→ READING PASSAGE:
---

In fact, before Sherman’s visit, the United States and China were not actively building up to the talks. The departure of Chinese Ambassador Cui Tiankai in June downgraded U.S.-China relations to the level of Chargé d'affaires. Following the U.S. military plane carrying three senators to visit Taiwan last month, two more American military planes landed in Songshan Airport this month. Before Sherman’s departure, Lithuania agreed to establish a "Taiwan Representative Office," a development “welcomed” by the United States. Furthermore, it was frequently reported that American and British aircraft carriers have been planning to conduct naval exercises around China.


At the same time, media rumors have sprung up around 200 newly built Chinese intercontinental missile silos. The Chinese side has also countered the World Health Organization's change of heart to pursue "laboratory leaks" and started calls for an investigation into U.S. flu cases in the fall of 2019 and the alleged links to the Fort Detrick Biological Laboratory.

---

→ RECORDED DATA:

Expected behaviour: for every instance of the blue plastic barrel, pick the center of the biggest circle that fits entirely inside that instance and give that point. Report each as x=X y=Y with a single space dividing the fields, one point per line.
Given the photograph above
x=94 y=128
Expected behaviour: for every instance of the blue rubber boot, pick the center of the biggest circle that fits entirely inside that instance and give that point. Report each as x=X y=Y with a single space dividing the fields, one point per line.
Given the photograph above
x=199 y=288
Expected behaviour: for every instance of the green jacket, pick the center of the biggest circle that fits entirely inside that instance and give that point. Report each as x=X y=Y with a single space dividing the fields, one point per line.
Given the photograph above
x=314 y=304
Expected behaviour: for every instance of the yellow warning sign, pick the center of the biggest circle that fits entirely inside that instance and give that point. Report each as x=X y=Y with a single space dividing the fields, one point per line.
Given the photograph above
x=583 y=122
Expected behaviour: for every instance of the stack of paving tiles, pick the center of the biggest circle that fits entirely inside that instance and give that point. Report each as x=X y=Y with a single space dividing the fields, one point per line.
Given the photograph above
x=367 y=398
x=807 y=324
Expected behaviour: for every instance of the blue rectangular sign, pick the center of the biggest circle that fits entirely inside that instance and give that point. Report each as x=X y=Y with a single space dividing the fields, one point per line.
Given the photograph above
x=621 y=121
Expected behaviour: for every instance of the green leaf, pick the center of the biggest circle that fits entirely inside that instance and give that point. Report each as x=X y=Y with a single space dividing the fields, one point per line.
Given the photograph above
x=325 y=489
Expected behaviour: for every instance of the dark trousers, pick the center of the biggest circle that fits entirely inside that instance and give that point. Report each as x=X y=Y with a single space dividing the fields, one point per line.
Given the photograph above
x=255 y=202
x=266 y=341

---

→ ACTIVITY:
Please reproduce the entire passage on U.S.-China relations before Sherman's visit, word for word. This material has no connection to the passage on U.S.-China relations before Sherman's visit.

→ EXERCISE OUTPUT:
In fact, before Sherman’s visit, the United States and China were not actively building up to the talks. The departure of Chinese Ambassador Cui Tiankai in June downgraded U.S.-China relations to the level of Chargé d'affaires. Following the U.S. military plane carrying three senators to visit Taiwan last month, two more American military planes landed in Songshan Airport this month. Before Sherman’s departure, Lithuania agreed to establish a "Taiwan Representative Office," a development “welcomed” by the United States. Furthermore, it was frequently reported that American and British aircraft carriers have been planning to conduct naval exercises around China.


At the same time, media rumors have sprung up around 200 newly built Chinese intercontinental missile silos. The Chinese side has also countered the World Health Organization's change of heart to pursue "laboratory leaks" and started calls for an investigation into U.S. flu cases in the fall of 2019 and the alleged links to the Fort Detrick Biological Laboratory.